Task to complete: In each of the items that follow, substitute "yellow petal" for "broad green leaf" and leave everything else unchanged. Leave the pictures out of your answer.

Dataset:
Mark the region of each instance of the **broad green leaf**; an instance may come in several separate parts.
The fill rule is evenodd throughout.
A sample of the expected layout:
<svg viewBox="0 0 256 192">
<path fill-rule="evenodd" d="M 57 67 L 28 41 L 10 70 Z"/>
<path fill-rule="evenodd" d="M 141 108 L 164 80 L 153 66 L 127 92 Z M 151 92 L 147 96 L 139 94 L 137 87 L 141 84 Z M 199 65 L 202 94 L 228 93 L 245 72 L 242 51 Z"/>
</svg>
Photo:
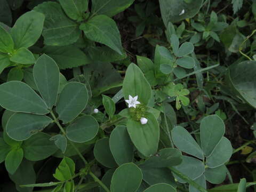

Full solution:
Mark the region of each instance of the **yellow petal**; an instance may come in several separate parts.
The fill rule is evenodd throughout.
A sample of the expected layout:
<svg viewBox="0 0 256 192">
<path fill-rule="evenodd" d="M 57 67 L 28 41 L 10 70 Z"/>
<path fill-rule="evenodd" d="M 141 108 L 164 80 L 153 66 L 127 92 Z M 151 92 L 147 96 L 139 94 L 137 87 L 141 84 Z M 199 65 L 202 94 L 228 93 L 245 72 L 242 51 Z"/>
</svg>
Photo:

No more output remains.